==== Отрывок для чтения ====

Финансовые пристрастия полетели кувырком. Никто не хотел принимать французские франки или дойчмарки, если их решались предложить. Пошатнувшаяся валюта обесценилась и потоком фальшивых денег: множество таких банкнот было сфабриковано в немецких концентрационных лагерях с намерением подорвать экономику страны, в которой они распространялись.[22] Военнослужащие союзных оккупационных армий ринулись в оптовую торговлю содержимым воинских складов, скупая дорогие вещи за бесценок. Кусок мыла можно было обменять на дорогой браслет для часов, работы старых мастеров — на блок сигарет, а фамильные драгоценности — на чай и лезвия для бритья. Как писал один журналист, «за мешок картошки можно было выменять меховую шубу. Европа стала раем для мошенников международного масштаба и дельцов черного рынка».

Надо было что-то предпринимать. И вот нашелся человек, сделавший первый шаг. Это был 58-летний подполковник бельгийской полиции. Генеральный инспектор внутренней безопасности Бельгии Флоран Луваж, как вы помните, связанный еще с довоенным Интерполом. Своему родному Министерству юстиции он подал идею — созвать совещание руководителей полиции довоенных стран — членов Комиссии и, чтобы подчеркнуть преемственность идей, назвал его 15-й Генеральной ассамблеей МККП (знаменитое роскошное совещание в Бухаресте было 14-й Ассамблеей). Министерство юстиции не только поддержало эту инициативу, разослав приглашения по дипломатическим каналам, но и возложило бремя немалых финансовых затрат на бельгийское правительство.

Наконец в понедельник, 3 июня 1946 года, сорок три делегата из 17 стран собрались в помпезном, с каменными колоннами Дворце правосудия в Брюсселе.

В Ассамблее участвовали следующие страны: Бельгия, Великобритания, Дания, Египет, Иран, Люксембург, Нидерланды, Норвегия, Польша, Португалия, Турция, Франция, Чехословакия, Чили, Швейцария, Швеция и Югославия. Греция принесла извинения за отсутствие. США выразили свои добрые пожелания, однако Эдгар Гувер, «к сожалению», не сможет присутствовать. Приглашение прибыло слишком поздно, объяснил он, и пообещал принять участие в следующей Ассамблее или прислать кого-нибудь вместо себя. Делегаты были растроганы и единодушно избрали его вице-президентом.

Истинную же причину отсутствия хитрого и изворотливого Гувера раскрывает внутренний (для служебного пользования) отчет ФБР «Интерпол и его связь с ФБР», копия которого у меня имеется: «Соединенные Штаты не были там представлены, поскольку ФБР еще не ознакомилось с идеологической подоплекой послевоенного участия в этой организации других стран». Далее выясняется, что Италия, Испания, Балканские государства и Советский Союз[23] вместе со странами Балтии «не получили приглашения участвовать в конференции, так как мистер Луваж посчитал, что они были либо недостаточно организованы, либо после войны утратили свою независимость».

==== Исходные данные ====

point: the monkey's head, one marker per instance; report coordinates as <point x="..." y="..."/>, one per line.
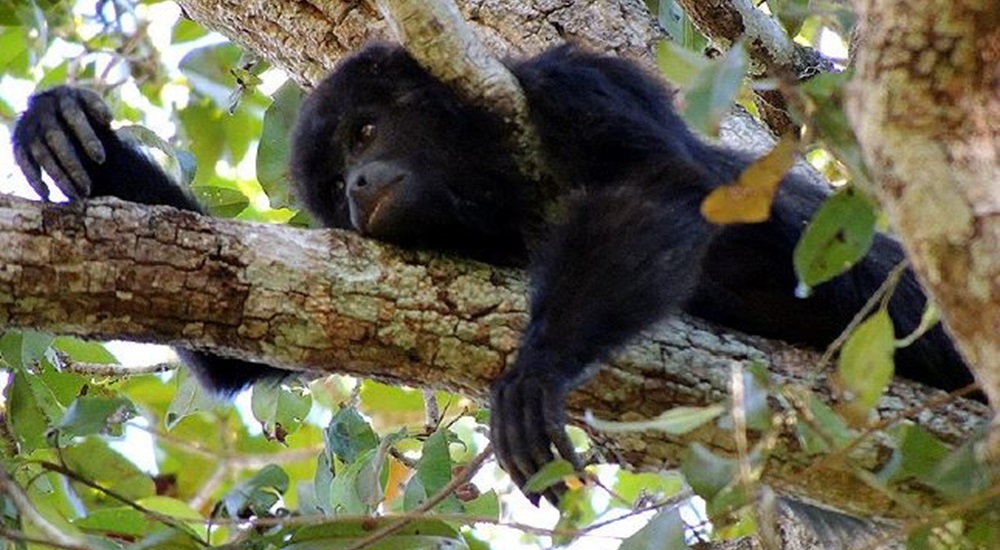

====

Задания
A) Проверьте, соответствуют ли отрывку о возрождении Интерпола утверждения (i) «Делегаты собрались в Брюсселе 3 июня 1946 года», (ii) «Флорану Луважу было 60 лет» и (iii) «Греция прислала своих делегатов на Ассамблею». На каждое ответьте «да» или «нет» и приведите решающие слова отрывка точной цитатой.
B) Продолжите отрывок о возрождении Интерпола, начав сразу после его последнего предложения.
Материал здесь не используется.

Готовые решения
A)
(i) Да: «Наконец в понедельник, 3 июня 1946 года, сорок три делегата из 17 стран собрались в помпезном, с каменными колоннами Дворце правосудия в Брюсселе».
(ii) Нет: «Это был 58-летний подполковник бельгийской полиции».
(iii) Нет: «Греция принесла извинения за отсутствие».

B)
Конференция прошла с большим успехом. Луваж при всех регалиях и в парадной форме заявил во вступительной речи: «В 1923 году психоз уничтожения и нищеты, порожденный мировой войной 1914–1918 годов, исчезновение одних стран и появление других, развал границ и перемещение огромных масс населения, беспорядок, возникший внутри служб криминальной полиции стран, участвовавших в войне, — все это создало ситуацию, требующую более тесного сотрудничества между ведомствами, отвечающими в каждой стране за борьбу с правонарушениями.

Менее года прошло после окончания последней войны. Но последствия этого ужасного катаклизма оказались настолько глубоки, что причины для возрождения Международной комиссии криминальной полиции сейчас еще более актуальны, чем когда она создавалась.

Наша организация намеревается, в соответствии с национальными и интернациональными законами, приложить все силы для восстановления порядка и поддержания мира во всем мире с помощью людей доброй воли и совести, таких, какими являетесь вы сами. Не дадим пламени погаснуть!»

Никто не может устоять перед лестью! Делегаты ответили на эту речь бурным всплеском хвалебных слов в адрес друг друга и Луважа — так они стремились разжечь драгоценное пламя.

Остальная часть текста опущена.